* TASK LIST *
**a.** Rewrite the part of the news article on the Bank of Venezuela nationalization that begins at the words "Chavez said the" and stops after "backlash from Spain.", replacing every "banker" with "financier".
**b.** Extend the news article about Chavez and the Bank of Venezuela with new paragraphs that pick up after its final sentence.

* TEXT BLOCK *

###

Chavez nationalizes Bank of Venezuela
Agence France Presse
July 31, 2008
http://afp.google.com/article/ALeqM5gevCxHHL91WEtFdaA0HQrg7vQ66wCARACAS (AFP) - Leftist President Hugo Chavez said he will nationalize the Bank of Venezuela, one of the country's largest, and has asked the bank's Spanish owners, Grupo Santander, for a meeting to set a price for the deal.
"We're going to nationalize Bank of Venezuela. I'm calling on (Grupo Santander) to come and start negotiating," Chavez said Thursday in a speech on television and radio.
"They wanted to sell the bank to a Venezuelan banker, and as head of state I'm saying no. Sell it to the government, to the state.
"We're going to recuperate Bank of Venezuela. We're very much in need of a bank of that magnitude," Chavez said.
Chavez said the Santander group withdrew its offer to sell the bank to a private banker once the government expressed interest. He said he had a "copy of the pre-agreement document" between Santander and the banker, whose identity he did not disclose.
Chavez said he expected a backlash from Spain.
"There'll be headlines in the Spanish press, 'Is Chavez harming Spain'... to undo the (diplomatic) relations we've just mended," he said, alluding to his meetings last week in Spain with King Juan Carlos and Prime Minister Jose Luis Rodriguez Zapatero.
The meeting closed a diplomatic spat over a verbal squabble between Chavez and the king at a Latin American summit in Santiago in November, during which the king told Chavez to "shut up."
Reports point to Victor Vargas, owner of the Banco Occidental de Descuento, as the unnamed banker in question. Vargas is also a relative of the king of Spain.
Bank of Venezuela president Michel Goguikian in June denied his bank was up for sale after bank shares jumped on the Caracas stock market on rumors of an impending transaction.
Grupo Santander, Latin America's largest banking concern with 4,500 branches, drew one third of its profits in 2007 from the region. In its annual report it said its Venezuela operations were at risk.

###

* PROVIDED DATA *

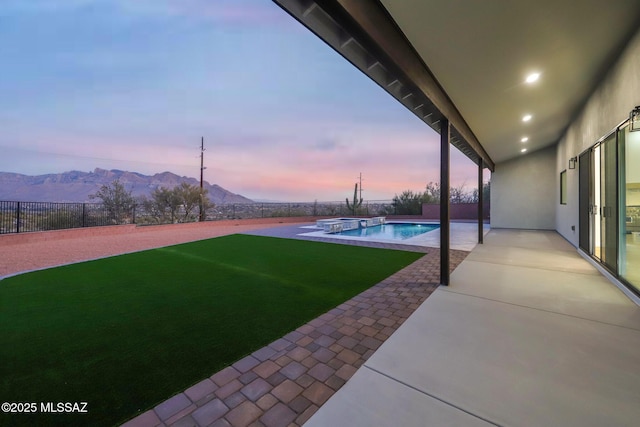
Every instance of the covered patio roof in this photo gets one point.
(468, 61)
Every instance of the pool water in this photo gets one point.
(391, 231)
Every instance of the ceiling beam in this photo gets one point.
(375, 21)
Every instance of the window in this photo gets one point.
(563, 187)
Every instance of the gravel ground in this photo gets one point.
(35, 251)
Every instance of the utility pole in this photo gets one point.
(202, 216)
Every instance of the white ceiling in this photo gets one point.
(482, 50)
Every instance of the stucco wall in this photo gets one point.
(607, 107)
(523, 192)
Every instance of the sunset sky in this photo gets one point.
(135, 84)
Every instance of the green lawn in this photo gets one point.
(124, 333)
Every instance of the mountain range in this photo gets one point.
(76, 186)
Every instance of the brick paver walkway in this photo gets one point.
(284, 383)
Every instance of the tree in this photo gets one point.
(408, 203)
(164, 204)
(118, 202)
(432, 193)
(356, 203)
(177, 204)
(189, 197)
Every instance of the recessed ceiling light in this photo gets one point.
(532, 78)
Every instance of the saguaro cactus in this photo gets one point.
(356, 203)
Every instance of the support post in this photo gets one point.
(444, 201)
(480, 202)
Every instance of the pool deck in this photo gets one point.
(528, 333)
(463, 235)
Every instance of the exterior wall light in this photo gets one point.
(634, 119)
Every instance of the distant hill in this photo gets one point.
(75, 186)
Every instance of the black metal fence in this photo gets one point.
(20, 217)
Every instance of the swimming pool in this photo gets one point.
(391, 231)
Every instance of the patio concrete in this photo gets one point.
(527, 334)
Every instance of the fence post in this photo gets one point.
(18, 218)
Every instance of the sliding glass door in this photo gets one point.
(609, 201)
(609, 204)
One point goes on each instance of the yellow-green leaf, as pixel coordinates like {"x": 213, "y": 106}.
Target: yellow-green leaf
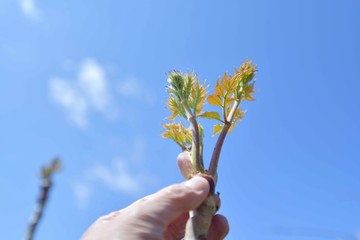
{"x": 214, "y": 100}
{"x": 211, "y": 115}
{"x": 217, "y": 128}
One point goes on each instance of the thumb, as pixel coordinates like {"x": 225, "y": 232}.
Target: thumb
{"x": 172, "y": 201}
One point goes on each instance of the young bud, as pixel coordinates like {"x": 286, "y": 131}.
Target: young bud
{"x": 185, "y": 165}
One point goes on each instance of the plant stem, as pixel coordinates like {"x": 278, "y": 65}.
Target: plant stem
{"x": 39, "y": 209}
{"x": 195, "y": 149}
{"x": 219, "y": 143}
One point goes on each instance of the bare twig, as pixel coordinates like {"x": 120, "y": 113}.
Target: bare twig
{"x": 46, "y": 184}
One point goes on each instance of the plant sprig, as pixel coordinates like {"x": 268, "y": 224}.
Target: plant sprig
{"x": 187, "y": 97}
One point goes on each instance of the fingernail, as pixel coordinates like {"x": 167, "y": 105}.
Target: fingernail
{"x": 198, "y": 184}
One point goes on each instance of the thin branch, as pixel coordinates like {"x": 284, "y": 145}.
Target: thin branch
{"x": 46, "y": 184}
{"x": 218, "y": 146}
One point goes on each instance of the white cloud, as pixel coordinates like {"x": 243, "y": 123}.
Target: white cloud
{"x": 92, "y": 81}
{"x": 122, "y": 175}
{"x": 132, "y": 88}
{"x": 29, "y": 8}
{"x": 68, "y": 96}
{"x": 88, "y": 92}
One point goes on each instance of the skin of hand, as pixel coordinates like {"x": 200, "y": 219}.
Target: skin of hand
{"x": 162, "y": 215}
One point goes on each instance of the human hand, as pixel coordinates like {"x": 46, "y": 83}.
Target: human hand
{"x": 162, "y": 215}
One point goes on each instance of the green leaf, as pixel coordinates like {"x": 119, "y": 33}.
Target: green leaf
{"x": 211, "y": 115}
{"x": 214, "y": 100}
{"x": 217, "y": 128}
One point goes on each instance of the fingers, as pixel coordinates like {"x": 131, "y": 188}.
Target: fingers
{"x": 169, "y": 203}
{"x": 219, "y": 228}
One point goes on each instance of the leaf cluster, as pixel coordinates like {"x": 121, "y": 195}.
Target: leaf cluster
{"x": 228, "y": 93}
{"x": 179, "y": 134}
{"x": 186, "y": 95}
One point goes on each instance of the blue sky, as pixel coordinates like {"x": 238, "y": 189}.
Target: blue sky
{"x": 86, "y": 82}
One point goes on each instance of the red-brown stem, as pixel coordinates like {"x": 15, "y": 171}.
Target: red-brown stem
{"x": 195, "y": 148}
{"x": 217, "y": 149}
{"x": 46, "y": 185}
{"x": 218, "y": 146}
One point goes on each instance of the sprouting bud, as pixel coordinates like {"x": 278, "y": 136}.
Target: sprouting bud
{"x": 185, "y": 165}
{"x": 176, "y": 80}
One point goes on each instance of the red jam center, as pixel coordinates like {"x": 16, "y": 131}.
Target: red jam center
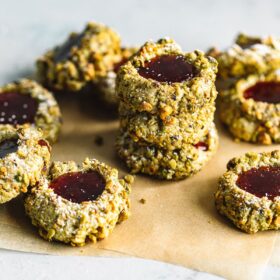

###

* TASK-BY-TASK OUTPUTS *
**a.**
Chavez said the Santander group withdrew its offer to sell the bank to a private financier once the government expressed interest. He said he had a "copy of the pre-agreement document" between Santander and the financier, whose identity he did not disclose.
Chavez said he expected a backlash from Spain.

**b.**
"Political events in Venezuela pose an increased risk the Venezuelan government might nationalize or in other ways intervene in the operations of our Venezuelan subsidiary," the Santander statement said.
Bank of Venezuela was nationalized during the country's 1994 financial crisis and sold two years later in public auction to Grupo Santander for 351.5 million dollars.
With more than 300 branches across Venezuela, the bank's estimated assets are 891 million dollars. In 2007 it made 325.3 million in profits.
Since last year Chavez, a populist president first elected 10 years ago, has nationalized power, telecommunications, oil and cement companies, several of them foreign-owned.
The nationalizations, so far, have been reached after financial agreements with company owners.
During his recent trip to Europe, Chavez said that Venezuela will sell Spain up to 10,000 barrels of oil per day at 100 dollars a barrel in exchange for imports of medical equipment and other goods.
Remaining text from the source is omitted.